#### [Exercise details]
Put the lines below into a JSON list of strings, one string per line, skipping blank lines and leaving out the pictures.

#### [Labels for object points]
◆ ◆ ◆
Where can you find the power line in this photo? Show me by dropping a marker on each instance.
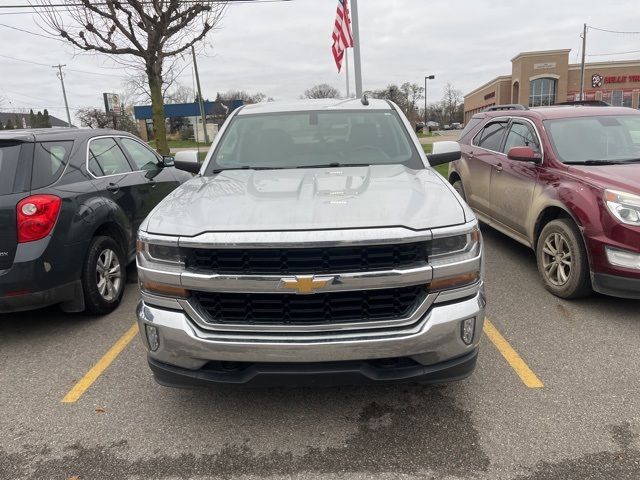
(612, 31)
(611, 54)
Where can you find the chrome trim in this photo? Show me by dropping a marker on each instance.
(195, 312)
(342, 282)
(305, 239)
(160, 301)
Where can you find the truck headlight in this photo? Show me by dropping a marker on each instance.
(159, 252)
(624, 206)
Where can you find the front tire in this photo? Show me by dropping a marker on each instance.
(562, 260)
(103, 276)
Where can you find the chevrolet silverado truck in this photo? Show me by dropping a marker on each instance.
(316, 244)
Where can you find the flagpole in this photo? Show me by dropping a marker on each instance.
(356, 47)
(346, 69)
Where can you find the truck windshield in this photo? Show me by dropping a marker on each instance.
(315, 139)
(9, 156)
(596, 140)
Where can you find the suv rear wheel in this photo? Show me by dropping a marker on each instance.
(562, 260)
(103, 276)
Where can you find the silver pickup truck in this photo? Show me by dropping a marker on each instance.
(316, 244)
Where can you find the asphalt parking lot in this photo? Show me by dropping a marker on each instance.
(559, 400)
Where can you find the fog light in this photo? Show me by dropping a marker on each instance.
(468, 328)
(623, 258)
(152, 337)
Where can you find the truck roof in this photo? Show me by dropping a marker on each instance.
(314, 105)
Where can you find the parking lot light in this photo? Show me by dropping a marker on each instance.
(153, 338)
(468, 330)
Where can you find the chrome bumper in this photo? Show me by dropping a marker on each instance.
(434, 338)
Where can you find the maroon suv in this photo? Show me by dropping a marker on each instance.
(565, 181)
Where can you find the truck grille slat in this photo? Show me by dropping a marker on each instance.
(330, 307)
(306, 261)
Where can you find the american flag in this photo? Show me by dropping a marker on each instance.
(342, 38)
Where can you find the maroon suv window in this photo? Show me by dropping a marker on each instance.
(490, 137)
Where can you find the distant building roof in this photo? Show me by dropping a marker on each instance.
(6, 116)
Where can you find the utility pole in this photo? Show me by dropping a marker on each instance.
(200, 101)
(64, 92)
(346, 69)
(356, 47)
(584, 46)
(426, 116)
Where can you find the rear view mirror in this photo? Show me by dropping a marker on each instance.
(444, 152)
(187, 161)
(523, 154)
(167, 161)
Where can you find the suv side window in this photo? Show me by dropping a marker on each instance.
(106, 158)
(521, 135)
(49, 161)
(144, 158)
(490, 137)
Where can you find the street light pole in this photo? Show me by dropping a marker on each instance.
(426, 116)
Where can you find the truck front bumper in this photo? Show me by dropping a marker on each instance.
(420, 351)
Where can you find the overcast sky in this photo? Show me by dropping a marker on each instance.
(282, 48)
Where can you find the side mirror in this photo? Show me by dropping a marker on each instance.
(187, 161)
(444, 152)
(167, 161)
(523, 154)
◆ ◆ ◆
#### [Result for this task]
[
  "Where can you find the power line in this photo? Show me by dropping a marker on each instance.",
  "(612, 31)",
  "(611, 54)",
  "Where can you find the chrome trim in this photo? Show me by dropping a marker on each instance.",
  "(195, 312)",
  "(342, 282)",
  "(305, 239)",
  "(160, 301)",
  "Where can you find the truck headlight in this photo? Show me by dropping a marker on each instance.",
  "(159, 252)",
  "(624, 206)",
  "Where can you find the front tire in this photo? Show me by dropping a marker on each instance.",
  "(562, 260)",
  "(103, 276)",
  "Where can you find the chevrolet silverado truck in this photo? Show me by dropping a marker on each instance.",
  "(316, 244)",
  "Where can you find the flagpole in this photo? Show me by dropping a marker on each instance.",
  "(356, 47)",
  "(346, 69)",
  "Where can you find the truck windshield in this photo? Show me by dropping a marker on each instance.",
  "(315, 139)",
  "(9, 156)",
  "(596, 140)",
  "Where can you find the suv rear wheel in this photo? Show me by dropping a marker on each instance.",
  "(562, 260)",
  "(103, 276)",
  "Where can you find the silver pickup truck in this photo? Show me by dropping a marker on each instance.",
  "(316, 244)",
  "Where can you find the asphalt parking lot in this photo? Show me by dropping a marker on each instance.",
  "(559, 400)",
  "Where can you find the fog light in this photo? Show me by dropping a marker on each instance.",
  "(468, 328)",
  "(623, 258)",
  "(152, 337)",
  "Where can you find the truck roof in this photo? Show me by dropping a marker on each instance.",
  "(314, 105)",
  "Where can you find the parking lot light in this photo? Show me by dropping a marker on each instance.",
  "(153, 338)",
  "(468, 330)",
  "Where can you find the chrome bumper in this photo? Show me by dropping a marker on each instance.",
  "(434, 338)",
  "Where can you find the maroon suv in this photo? Show me by dropping a marker on each instance.",
  "(565, 181)",
  "Where can you find the truck grille slat in this photo? Show me by dropping a marker on each instance.",
  "(330, 307)",
  "(306, 261)",
  "Where can you find the american flag in this photo? Show me by dropping a marker on each instance.",
  "(342, 38)",
  "Where can you find the maroon suv window in this photo? Show me by dropping a marker on each instance.",
  "(490, 137)",
  "Where can you find the distant building roof in this photo? Show me by dropping a marker on each instance.",
  "(6, 116)",
  "Where can you find the utility pole in this photo? Show me by dropping a marker on each instance.",
  "(200, 101)",
  "(64, 92)",
  "(346, 69)",
  "(356, 47)",
  "(584, 46)",
  "(426, 116)",
  "Where can you find the rear view mirror in this photo? Show me by dropping a marker on each instance.",
  "(444, 152)",
  "(187, 161)",
  "(523, 154)",
  "(167, 161)",
  "Where can you find the suv side window in this photo? Show me by dropping a marker on each instance.",
  "(106, 158)",
  "(521, 135)",
  "(49, 161)",
  "(144, 158)",
  "(490, 137)",
  "Where can you find the street light pole in this photo? Show me by dropping a marker on each instance.",
  "(426, 116)",
  "Where can you find the truck front bumper in this photo? Show me by dropping a marker on each instance.",
  "(420, 351)",
  "Where can you find the overcast sky in this photo? Show me by dropping a marker on each instance.",
  "(282, 48)",
  "Where can you find the side mirror in this photo? Show me by dropping a marker on each instance.",
  "(187, 161)",
  "(444, 152)",
  "(167, 161)",
  "(523, 154)"
]